=== Activity ===
All of the data is to be set down again without any alteration.

=== Data supplied ===
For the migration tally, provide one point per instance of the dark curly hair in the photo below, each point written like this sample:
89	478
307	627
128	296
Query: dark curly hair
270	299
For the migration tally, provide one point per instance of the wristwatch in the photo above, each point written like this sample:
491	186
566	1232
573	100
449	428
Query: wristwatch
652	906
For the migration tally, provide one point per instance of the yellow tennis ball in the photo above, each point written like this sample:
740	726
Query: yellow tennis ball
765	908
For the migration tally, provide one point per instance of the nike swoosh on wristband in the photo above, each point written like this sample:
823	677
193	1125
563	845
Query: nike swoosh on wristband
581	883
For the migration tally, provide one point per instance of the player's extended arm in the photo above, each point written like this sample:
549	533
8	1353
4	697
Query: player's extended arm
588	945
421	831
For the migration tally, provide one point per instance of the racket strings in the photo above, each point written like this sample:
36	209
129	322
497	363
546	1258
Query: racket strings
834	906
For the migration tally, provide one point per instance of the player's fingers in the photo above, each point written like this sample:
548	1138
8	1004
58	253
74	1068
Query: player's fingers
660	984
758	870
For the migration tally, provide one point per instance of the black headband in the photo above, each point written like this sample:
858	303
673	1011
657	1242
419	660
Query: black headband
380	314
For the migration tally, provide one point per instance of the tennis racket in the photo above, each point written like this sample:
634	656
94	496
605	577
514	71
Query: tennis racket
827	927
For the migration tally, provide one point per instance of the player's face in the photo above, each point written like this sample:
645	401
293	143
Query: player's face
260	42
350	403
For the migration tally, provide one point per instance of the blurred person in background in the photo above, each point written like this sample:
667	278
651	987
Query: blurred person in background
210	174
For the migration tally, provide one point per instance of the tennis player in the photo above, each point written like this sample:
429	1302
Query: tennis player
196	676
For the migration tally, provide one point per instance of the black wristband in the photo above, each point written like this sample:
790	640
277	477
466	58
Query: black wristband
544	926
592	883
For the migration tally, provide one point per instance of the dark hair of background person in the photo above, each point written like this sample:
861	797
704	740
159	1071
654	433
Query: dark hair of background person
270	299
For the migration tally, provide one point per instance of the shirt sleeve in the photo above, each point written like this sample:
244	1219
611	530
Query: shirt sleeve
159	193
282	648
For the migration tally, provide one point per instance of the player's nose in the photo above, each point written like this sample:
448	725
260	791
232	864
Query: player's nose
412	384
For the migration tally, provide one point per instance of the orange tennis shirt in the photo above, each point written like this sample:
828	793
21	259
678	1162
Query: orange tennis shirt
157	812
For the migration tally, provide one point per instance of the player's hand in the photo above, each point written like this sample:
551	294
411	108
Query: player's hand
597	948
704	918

=== Expected answer ===
For the migration tally, provide one point per instance of the dark curly hair in the photo below, each point written like this sample:
89	478
307	627
128	296
Query: dark curly hair
270	299
For the migration tally, provide one point per instance of the wristwatch in the photo above, each point written like this sample:
491	186
566	1232
573	100
449	428
Query: wristwatch
652	906
For the migration tally, provide one point per instance of the yellow tennis ball in the photo above, each point written like this sample:
740	726
Query: yellow tennis ball
765	908
For the migration tally, provide one point per instance of the nike swoosh on wristband in the photo above, each point written like this sample:
823	677
193	1125
563	845
Query: nike swoosh on wristband
581	883
For the migration tally, provide one point per instance of the player's extended arm in the photo above, each point written like this sample:
549	533
8	1353
4	697
Query: player's extended arm
588	945
421	831
For the migration tally, provide one point per instance of the racket strings in the photo above, each point written like this sample:
36	209
129	322
497	363
546	1258
Query: racket strings
834	906
For the migration tally, provide one point per instance of the player's fingers in the photo above, each point written like this sample:
548	1138
8	1004
58	253
74	1068
Query: player's fingers
660	984
758	870
For the migration tally, provide one point per instance of the black headband in the photo above, each point written like this sample:
858	303
673	1011
657	1242
419	660
Query: black headband
380	314
For the migration tally, provide one point per instance of the tennis racket in the photo above, each point written like this sample:
634	656
94	496
605	577
514	71
Query: tennis racket
827	927
For the migration tally, provide one point per instance of the player's face in the photo above, each point written like this sample:
645	401
293	143
Query: player's face
260	42
350	403
For the migration tally, provide one point per instance of the blurred person in background in the photo above, each point written like this sample:
667	278
651	987
Query: blurred person in background
210	174
For the migration tally, provide one point per instance of the tennis player in the photo above, each point written like this sample:
429	1302
Query: tennis player
196	676
For the migration tally, provide one point per instance of the black wristband in the photo above, each point written like this sample:
790	640
277	477
466	58
Query: black wristband
544	926
592	883
For the migration tally, provide one point per instance of the dark hair of background person in the photo above, each point written like this sample:
861	797
704	740
159	1071
654	433
Query: dark hair of background person
270	299
For the migration tally, provide one point per instance of the shirt sleeve in the photo above, each point written like this sample:
244	1219
611	530
Query: shirt sleeve
159	193
282	648
For the migration tally, provide one point per instance of the player's nose in the photo above, each point written like this sample:
448	725
260	791
232	864
Query: player's nose
412	384
For the migration tally, provide one point per instance of the orange tennis shirt in the photo above, each point written like this sample:
828	793
21	259
678	1162
Query: orange tennis shirt
157	812
For the migration tally, provide one point per instance of the player's hand in the photo above, each point written like this sample:
551	294
411	108
Query: player's hand
597	948
704	918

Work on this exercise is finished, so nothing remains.